■ **Stated task A**:
According to the entry on Quaternary geology, what range of estimates is given for the length of the Quaternary period?
■ **Stated task B**:
Retype the stretch of the entry on Quaternary geology from "Quaternary geology has" through "of material culture.".
■ **Stated task C**:
Extend the entry on Quaternary geology, picking up after its final sentence.

Quaternary Geology


Quaternary Geology

 

the branch of geology that studies the Quaternary, or Anthropogenic, system and the corresponding period of earth history [seeANTHROPOGENIC SYSTEM (PERIOD)]. The Quaternary period covers the period directly preceding the modern age, and therefore Quaternary geology is closely linked with the scientific disciplines that study the present-day face of the earth and the existing organic world: geomorphology, climatology, soil science, zoology, botany, archaeology, engineering geology, and other disciplines.

Quaternary geology has become an independent scientific discipline owing to a number of special characteristics of its object and methods of investigation and the problems it resolves. In terms of length (600,000 to 3.5 million years according to different estimates), the Quaternary period is not commensurate with other periods of earth history. However, it has been characterized by profound changes in the entire physicogeographic appearance of the earth’s surface as a result of global climatic changes, expressed in the development of several periods of continental glaciation on one-fourth of the land area. The Anthropogenic (or Quaternary) period is the period during which the human race and human society have formed and developed. Information about the early stages of society has been obtained primarily from the remains of material culture.

■ **Dataset records**:
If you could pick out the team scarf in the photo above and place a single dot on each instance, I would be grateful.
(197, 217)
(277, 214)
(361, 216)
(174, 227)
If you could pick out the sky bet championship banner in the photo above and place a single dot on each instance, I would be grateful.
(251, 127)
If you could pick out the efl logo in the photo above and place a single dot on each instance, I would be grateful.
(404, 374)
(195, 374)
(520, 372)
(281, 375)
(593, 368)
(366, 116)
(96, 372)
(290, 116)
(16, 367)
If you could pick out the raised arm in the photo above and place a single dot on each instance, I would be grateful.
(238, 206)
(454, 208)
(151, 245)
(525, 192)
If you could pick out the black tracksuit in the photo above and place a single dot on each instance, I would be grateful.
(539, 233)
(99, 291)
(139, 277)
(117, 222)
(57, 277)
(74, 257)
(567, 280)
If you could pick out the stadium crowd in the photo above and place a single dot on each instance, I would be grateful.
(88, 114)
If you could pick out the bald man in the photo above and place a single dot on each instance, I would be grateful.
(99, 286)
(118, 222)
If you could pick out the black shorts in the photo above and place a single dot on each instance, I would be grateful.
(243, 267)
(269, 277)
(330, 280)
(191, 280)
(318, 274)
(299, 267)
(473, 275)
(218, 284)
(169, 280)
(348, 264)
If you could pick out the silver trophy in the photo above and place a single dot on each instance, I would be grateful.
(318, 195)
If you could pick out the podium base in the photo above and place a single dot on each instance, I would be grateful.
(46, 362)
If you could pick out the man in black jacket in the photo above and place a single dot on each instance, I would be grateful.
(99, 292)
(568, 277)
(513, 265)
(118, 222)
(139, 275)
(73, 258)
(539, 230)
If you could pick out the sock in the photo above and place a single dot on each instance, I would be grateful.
...
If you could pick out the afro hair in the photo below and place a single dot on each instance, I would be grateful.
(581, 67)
...
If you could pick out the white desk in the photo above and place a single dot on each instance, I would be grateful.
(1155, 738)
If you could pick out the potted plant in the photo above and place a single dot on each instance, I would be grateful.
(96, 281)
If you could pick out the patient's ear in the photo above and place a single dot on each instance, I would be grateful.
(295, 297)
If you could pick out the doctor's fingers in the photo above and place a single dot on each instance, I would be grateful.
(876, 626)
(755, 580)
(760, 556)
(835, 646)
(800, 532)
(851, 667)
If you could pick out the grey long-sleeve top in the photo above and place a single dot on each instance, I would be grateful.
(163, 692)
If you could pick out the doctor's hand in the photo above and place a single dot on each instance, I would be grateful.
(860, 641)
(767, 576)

■ **Response A**:
600,000 to 3.5 million years

■ **Response B**:
Quaternary geology has become an independent scientific discipline owing to a number of special characteristics of its object and methods of investigation and the problems it resolves. In terms of length (600,000 to 3.5 million years according to different estimates), the Quaternary period is not commensurate with other periods of earth history. However, it has been characterized by profound changes in the entire physicogeographic appearance of the earth’s surface as a result of global climatic changes, expressed in the development of several periods of continental glaciation on one-fourth of the land area. The Anthropogenic (or Quaternary) period is the period during which the human race and human society have formed and developed. Information about the early stages of society has been obtained primarily from the remains of material culture.

■ **Response C**:
Quaternary deposits are characterized by certain specific features: universal distribution both on land and in the seas; the predominance of continental deposits on the continents; relatively thin, gently bedded accumulations; loose deposits; and good preservation. Evolutionary changes in the organic world during this short segment of geological history have been minor, which has limited the possibility of using the stratigraphic method to delineate Quaternary beds. Consequently, detailed stratigraphic subdivisions of the Quaternary system are based on climatic data. In addition to the methods of investigation used in geology as a whole, Quaternary geology uses a number of special methods and techniques, including radiocarbon dating, thermoluminescent dating, cryolithological dating, paleomagnetic dating, the geochronological method of studying banded clays, diatom analysis, and paleoanthropological and archaeological methods. Geo-morphological methods and palynological methods (pollen analysis) are especially important.

The foundations of Quaternary geology were laid in the second half of the 19th century and the early 20th century by Russian and Soviet researchers, including P. A Kropotkin, A. P. Pavlov, V. A. Obruchev. G. F. Mirchink, and S. A. Iakovlev, and by a number of foreign scientists, including A. Penck, E. Brückner, P. Woldstedt, R. Flint, and F. Zeuner.

Quaternary geology became an independent scientific discipline in the 1920’s and 1930’s, when groups of specialists working on certain problems of Quaternary geology emerged in the USSR and in such foreign countries as Germany, Sweden, Finland, and the United States. In the USSR, various higher educational institutions began offering courses in Quaternary geology, the Commission for the Study of the Quaternary Period of the Academy of Sciences of the USSR was established (1927), and a methodology for the geological mapping of Quaternary beds was developed.

The International Union for Quaternary Research (INQUA) was founded in 1932.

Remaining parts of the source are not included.